### Supplied passage:
My top ten favorite tornadoes
Since spring is just a few days away, I want to make a list of my top ten favorite tornadoes. My favorite tornadoes range from the early 1900s to just last year. They range from weaker tornadoes to the strongest ever recorded. Their size, shape, strength, etc are all different. The one thing they have in common is that they are all my favorites. I'll start from number ten and work down. It has taken a little time sorting out which ones I like better. Honorable mentions are the Xenia, OH 1974 tornado(F5), the Tuscaloosa-Birmingham, AL 2011 tornado(EF4), the Grand Rapids 1956 tornado(F5), Jarrell, TX 1997 tornado(F5), and the Hesston, KS 1990 tornado(F5).
#10: Parkersburg, IA tornado; May 25, 2008
This EF5 tornado isn't remembered as much as some of the other EF5/F5 tornadoes. It was the second EF5 for the EF scale. This tornado destroyed the southern half of Parkersburg and then impacted parts of New Hartford. In all, 9 people died due to this tornado. Several security videos, like the one below, showed lots of destruction.

### Records shown:
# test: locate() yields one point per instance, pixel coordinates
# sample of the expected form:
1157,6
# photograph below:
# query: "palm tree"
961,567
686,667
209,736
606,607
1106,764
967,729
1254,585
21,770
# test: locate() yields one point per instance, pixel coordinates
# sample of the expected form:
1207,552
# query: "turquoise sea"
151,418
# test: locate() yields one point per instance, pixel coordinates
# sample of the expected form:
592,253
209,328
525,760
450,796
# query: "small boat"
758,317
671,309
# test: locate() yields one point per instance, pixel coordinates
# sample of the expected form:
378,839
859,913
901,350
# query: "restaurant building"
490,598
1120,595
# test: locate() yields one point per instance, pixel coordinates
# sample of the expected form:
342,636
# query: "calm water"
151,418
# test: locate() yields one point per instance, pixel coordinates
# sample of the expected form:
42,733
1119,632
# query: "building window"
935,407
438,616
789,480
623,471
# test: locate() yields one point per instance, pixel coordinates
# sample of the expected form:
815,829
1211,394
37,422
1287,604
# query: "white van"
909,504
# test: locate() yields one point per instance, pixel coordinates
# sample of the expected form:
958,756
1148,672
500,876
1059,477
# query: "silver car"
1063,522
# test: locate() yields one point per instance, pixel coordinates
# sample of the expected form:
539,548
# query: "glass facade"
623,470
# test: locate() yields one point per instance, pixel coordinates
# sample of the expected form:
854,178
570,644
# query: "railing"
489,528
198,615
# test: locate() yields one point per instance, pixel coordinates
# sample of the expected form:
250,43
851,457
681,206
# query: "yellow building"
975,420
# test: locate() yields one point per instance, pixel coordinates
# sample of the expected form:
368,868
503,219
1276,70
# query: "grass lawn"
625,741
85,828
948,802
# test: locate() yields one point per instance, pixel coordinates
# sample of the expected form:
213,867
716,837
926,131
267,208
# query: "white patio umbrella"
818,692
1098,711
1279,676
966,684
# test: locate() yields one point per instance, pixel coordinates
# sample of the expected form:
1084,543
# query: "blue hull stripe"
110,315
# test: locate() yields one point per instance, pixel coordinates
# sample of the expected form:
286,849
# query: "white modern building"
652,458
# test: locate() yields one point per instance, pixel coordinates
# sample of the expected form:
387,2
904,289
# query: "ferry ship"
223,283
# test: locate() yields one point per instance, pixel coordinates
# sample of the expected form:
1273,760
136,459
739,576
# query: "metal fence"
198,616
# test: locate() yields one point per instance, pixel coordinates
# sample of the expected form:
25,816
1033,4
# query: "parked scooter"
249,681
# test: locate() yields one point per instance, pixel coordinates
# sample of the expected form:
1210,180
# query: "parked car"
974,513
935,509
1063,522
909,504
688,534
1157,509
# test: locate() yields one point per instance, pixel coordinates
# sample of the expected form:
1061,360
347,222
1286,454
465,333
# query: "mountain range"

### Problems to work on:
1 > Output the portion of the favorite-tornadoes post from "#10: Parkersburg, IA" up to and including "lots of destruction.", copied word for word.
2 > Write the next part of the favorite-tornadoes post, picking up after its final sentence.

### Results for each task:
1 >
#10: Parkersburg, IA tornado; May 25, 2008
This EF5 tornado isn't remembered as much as some of the other EF5/F5 tornadoes. It was the second EF5 for the EF scale. This tornado destroyed the southern half of Parkersburg and then impacted parts of New Hartford. In all, 9 people died due to this tornado. Several security videos, like the one below, showed lots of destruction.

2 >
#9: El Dorado Lake, KS tornado; April 26, 1991
This tornado is the infamous highway overpass tornado. Several vehicles were destroyed with more damaged as a F2 tornado hit a Kansas highway overpass. Several people, including a television news crew, were taking shelter underneath the overpass. Luckily, no one was killed under that overpass or by the tornado in general. It is highly recommended that you do NOT take shelter under an overpass.
#8: Manchester, SD tornado; June 24, 2003
Here, a violent F4 tornado destroyed the small town of Manchester. No one died, but 4 people were injured. All of the buildings in Manchester were destroyed and they never were rebuilt. The town was abandoned after the tornado. Some researchers recorded the largest and fastest drop in pressure on record in this tornado.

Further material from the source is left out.